━━━ ENTRIES SUPPLIED

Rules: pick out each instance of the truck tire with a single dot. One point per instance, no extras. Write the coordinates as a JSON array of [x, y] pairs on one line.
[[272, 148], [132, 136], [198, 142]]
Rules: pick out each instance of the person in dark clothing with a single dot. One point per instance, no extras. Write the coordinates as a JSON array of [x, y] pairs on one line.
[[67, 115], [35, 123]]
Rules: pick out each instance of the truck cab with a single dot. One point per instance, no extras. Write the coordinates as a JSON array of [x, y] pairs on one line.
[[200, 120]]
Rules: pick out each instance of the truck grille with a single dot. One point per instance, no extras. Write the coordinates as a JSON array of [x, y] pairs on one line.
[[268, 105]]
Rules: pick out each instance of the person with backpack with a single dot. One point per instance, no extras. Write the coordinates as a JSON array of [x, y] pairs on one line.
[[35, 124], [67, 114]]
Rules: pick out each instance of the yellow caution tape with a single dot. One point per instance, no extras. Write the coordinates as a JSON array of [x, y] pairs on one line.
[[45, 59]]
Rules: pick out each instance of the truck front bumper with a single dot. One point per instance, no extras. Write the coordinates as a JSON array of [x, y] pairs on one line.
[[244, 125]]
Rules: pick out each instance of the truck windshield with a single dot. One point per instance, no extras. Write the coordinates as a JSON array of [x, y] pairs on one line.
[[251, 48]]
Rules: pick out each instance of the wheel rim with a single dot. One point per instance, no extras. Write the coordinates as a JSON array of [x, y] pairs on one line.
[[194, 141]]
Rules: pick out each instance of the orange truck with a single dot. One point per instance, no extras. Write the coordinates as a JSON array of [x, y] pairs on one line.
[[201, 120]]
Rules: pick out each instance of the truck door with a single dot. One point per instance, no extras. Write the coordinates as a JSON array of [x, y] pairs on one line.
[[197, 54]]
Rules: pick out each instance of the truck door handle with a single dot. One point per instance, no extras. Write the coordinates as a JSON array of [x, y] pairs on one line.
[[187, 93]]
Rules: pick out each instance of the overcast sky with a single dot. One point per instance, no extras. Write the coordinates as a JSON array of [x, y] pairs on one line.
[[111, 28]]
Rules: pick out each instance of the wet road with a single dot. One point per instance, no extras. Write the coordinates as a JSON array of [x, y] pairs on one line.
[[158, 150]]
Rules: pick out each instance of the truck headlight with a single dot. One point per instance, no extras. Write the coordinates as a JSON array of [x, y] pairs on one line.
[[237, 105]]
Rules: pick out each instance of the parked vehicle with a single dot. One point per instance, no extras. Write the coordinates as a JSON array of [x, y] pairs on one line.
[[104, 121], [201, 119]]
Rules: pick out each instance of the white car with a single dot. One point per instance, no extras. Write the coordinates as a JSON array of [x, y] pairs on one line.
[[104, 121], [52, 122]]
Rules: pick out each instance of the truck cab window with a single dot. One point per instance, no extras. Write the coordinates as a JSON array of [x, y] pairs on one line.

━━━━━━

◆ WHAT THIS TASK INVOLVES:
Write out exactly the entry lines between the one holding "Rules: pick out each instance of the truck door with" and the one holding "[[187, 93]]", inclusive.

◆ CORRECT RESULT:
Rules: pick out each instance of the truck door with a single dot. One point per instance, no extras. Write the coordinates as a JSON array of [x, y] pairs on one line.
[[197, 54]]
Rules: pick out each instance of the truck door handle with a single dot. One point per instance, no extras. Write the coordinates as a JSON array of [x, y] pairs on one line.
[[187, 93]]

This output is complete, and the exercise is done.